Collected data entries:
● ● ● ●

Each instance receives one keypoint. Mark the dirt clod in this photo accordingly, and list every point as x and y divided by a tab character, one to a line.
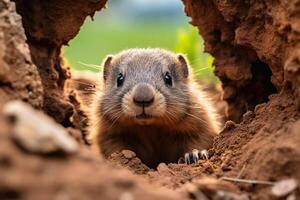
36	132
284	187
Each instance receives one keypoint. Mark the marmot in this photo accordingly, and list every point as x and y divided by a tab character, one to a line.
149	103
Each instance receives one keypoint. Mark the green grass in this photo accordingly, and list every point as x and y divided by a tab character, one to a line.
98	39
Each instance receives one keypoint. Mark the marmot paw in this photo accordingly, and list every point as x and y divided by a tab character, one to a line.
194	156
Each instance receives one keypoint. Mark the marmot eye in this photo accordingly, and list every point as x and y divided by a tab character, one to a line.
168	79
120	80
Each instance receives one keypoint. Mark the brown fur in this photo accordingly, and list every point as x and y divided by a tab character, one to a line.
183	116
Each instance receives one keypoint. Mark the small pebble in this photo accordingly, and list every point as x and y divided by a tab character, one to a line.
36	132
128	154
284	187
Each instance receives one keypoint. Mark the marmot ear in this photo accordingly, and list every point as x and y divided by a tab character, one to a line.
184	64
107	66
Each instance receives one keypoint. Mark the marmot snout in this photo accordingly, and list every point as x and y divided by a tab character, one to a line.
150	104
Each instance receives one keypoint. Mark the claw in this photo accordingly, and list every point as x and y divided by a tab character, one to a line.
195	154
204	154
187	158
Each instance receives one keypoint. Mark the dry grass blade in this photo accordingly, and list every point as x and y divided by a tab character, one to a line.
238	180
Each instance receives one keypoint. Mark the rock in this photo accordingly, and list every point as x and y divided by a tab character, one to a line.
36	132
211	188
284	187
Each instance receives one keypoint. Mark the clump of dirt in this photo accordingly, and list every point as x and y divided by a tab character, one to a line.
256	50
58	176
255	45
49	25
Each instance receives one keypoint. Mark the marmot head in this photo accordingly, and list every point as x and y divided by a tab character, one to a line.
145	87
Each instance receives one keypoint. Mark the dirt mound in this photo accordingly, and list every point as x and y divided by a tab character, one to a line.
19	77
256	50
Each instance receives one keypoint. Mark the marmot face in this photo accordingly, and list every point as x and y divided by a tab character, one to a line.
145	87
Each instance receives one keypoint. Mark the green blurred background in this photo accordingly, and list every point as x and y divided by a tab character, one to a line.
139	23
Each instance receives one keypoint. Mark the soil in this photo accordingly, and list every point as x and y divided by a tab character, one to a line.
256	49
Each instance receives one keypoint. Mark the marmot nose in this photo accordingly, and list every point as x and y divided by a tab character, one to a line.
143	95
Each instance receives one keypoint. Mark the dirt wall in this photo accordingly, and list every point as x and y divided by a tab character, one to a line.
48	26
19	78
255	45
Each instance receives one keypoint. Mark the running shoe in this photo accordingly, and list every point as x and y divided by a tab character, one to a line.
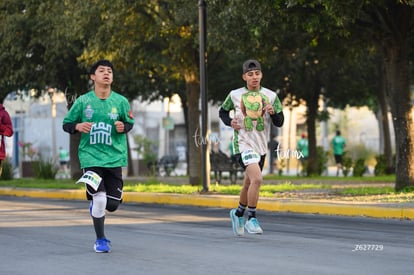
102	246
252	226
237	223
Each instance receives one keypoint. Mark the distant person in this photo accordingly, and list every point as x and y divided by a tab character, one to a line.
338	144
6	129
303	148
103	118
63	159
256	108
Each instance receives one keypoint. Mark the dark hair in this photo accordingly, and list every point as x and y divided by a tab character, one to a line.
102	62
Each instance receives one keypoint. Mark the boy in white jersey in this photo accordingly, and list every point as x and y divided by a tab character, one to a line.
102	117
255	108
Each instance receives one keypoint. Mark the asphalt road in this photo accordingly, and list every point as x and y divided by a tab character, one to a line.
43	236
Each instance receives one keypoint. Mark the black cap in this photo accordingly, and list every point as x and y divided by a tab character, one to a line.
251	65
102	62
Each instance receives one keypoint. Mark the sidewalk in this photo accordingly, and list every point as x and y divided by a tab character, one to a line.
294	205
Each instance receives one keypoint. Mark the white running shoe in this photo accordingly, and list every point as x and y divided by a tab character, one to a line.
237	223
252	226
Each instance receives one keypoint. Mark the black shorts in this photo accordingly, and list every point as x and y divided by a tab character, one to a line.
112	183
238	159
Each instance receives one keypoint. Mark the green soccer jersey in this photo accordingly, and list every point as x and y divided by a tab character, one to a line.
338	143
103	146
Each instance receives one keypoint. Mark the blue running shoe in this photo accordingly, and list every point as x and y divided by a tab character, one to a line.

● ● ● ●

WHAT IS BEING ASKED
Pictures stay out; reproduce every line of the records exactly.

CORRECT ANSWER
Each instance receives one keypoint. Mark the dirt clod in this photo accordingly, and list every point as x and y divided by a tab character, one to a line.
36	132
284	187
Each instance receives one keypoint. Mark the marmot in this photo accordingly, and list every point as x and y divided by a tab character, one to a line.
149	103
Each instance receives one keypoint. Mark the green grass in this photo accordingly, and list every point as x and y divided by a tab character, one to a line.
98	39
Each instance receives one keypoint. Mark the marmot paw in this photo accordingly, and list every point as x and y divided by a tab character, one to a line.
194	156
Each instance receives one keypoint. Mark the marmot eye in this photo accordingly, and list every point as x and y divided by a tab character, one to a line.
168	79
120	80
Each instance receives one keypoint. Mark the brown fur in this photo accordingly, and list every point as x and y divided by a tab character, one to a line.
183	116
Each instance receives one keypoint. Mark the small pebble in this photo accordingly, and list every point as x and y divided by a tab character, one to a line.
36	132
128	154
284	187
Each instance receives one keypoint. Mark the marmot ear in this photo accordingly, and list every point as x and y divided by a tab character, one to a line.
184	64
107	66
Each instance receives one keypoint. Mark the marmot snout in this photo accordingly, and list every point as x and y divided by a tab character, one to a line.
150	104
Each instance receives one keypoint. Mark the claw in this photo accordingly, and list every point as x and y divided by a tab character, one to a line.
195	154
204	154
187	158
Each instance receives one keypoint. Mark the dry grass blade in this photo accordingly, and list every point as x and y divided by a tab character, one to a line.
238	180
Each instance receives one keypoint. Mark the rock in this photo accordingly, and list every point as x and y divided by a tab character, one to a line.
36	132
211	188
284	187
Each instance receives one keypoint. Mark the clump of dirt in this photo accordingly, and list every point as x and y divided by a tab character, one to a line.
256	50
58	176
255	45
49	25
Each instance receives one keypoint. Mark the marmot head in this photo accordingly, and list every point as x and y divided by a tab character, one to a line.
145	87
Each instance receives one keypoint. Mark the dirt mound in this photo accordingly, and list every point as x and y divided by a tab character, one to a line.
19	77
256	50
Each instance receives one keypoint. Mark the marmot face in this photo accordingly, and list every point as x and y divided by a tab character, one to a line.
145	87
Each instance receives one keypoint. Mark the green blurred background in this photo accordingly, and list every point as x and y divided by a tab character, one to a line.
139	23
Each instance receives one keypoint. Mark the soil in this photo accordingly, and list every point as x and y divided by a tab character, one to a line.
256	49
Each instance receives one keypoint. Mark the marmot nose in this photo accordingly, and list every point as x and y divided by a tab character, one to a line.
143	95
Each instance receives one keypoint. Mark the dirt wall in this photo accordingly, and list every point as x and y divided by a tab character, one to a line.
48	26
19	78
255	45
Each instance receives one keypoint. Mark the running shoe in this photo accordingly, and list every point as x and y divided by a tab character, one to a line.
102	246
252	226
237	223
Each instance receives one keypoint. Mark the distant person in this photo accordingly, and list every point as x and y divided by a tab character, one to a line.
338	144
6	129
303	148
103	118
63	159
256	108
Each instance receives one keypoint. Mark the dark hair in this photo accordingly, and list every point as x and y divided by a tab character, one to a line.
102	62
Each instance receives one keypoint. Mark the boy in white jersey in this photo accordingly, and list every point as x and y divided by a tab character, one to a line.
102	117
255	108
Each instance receives one keypoint. Mark the asphalt road in this photo accordingly, and list every point as x and y divided by a tab character, one to a line.
43	236
Each instance receives one keypoint. Mark the black cap in this photo accordingly, and list every point as x and y divided by a tab character, one to a line.
251	65
102	62
Each instance receives one keypoint. Mark the sidewalk in this photo accordingly, and list every point as x and y divided by a tab character, one to a line.
294	205
Each instance receives one keypoint. Mark the white running shoe in this photo accordingly, and list every point as x and y divided by a tab character, one to a line.
237	223
252	226
Each instance receives one keypoint. Mark the black shorts in this photo accordingly, and list every point as x and y divided by a tab character, one to a line.
112	183
238	159
Each instance receives one keypoint. Mark the green soccer jersey in this photo accordingly, and list every point as x and y divided by a tab character, one to a line.
338	143
103	146
Each instance receives one keypoint. Mark the blue running shoe in this photo accordingly, and list every point as x and y divided by a tab character, one to a line.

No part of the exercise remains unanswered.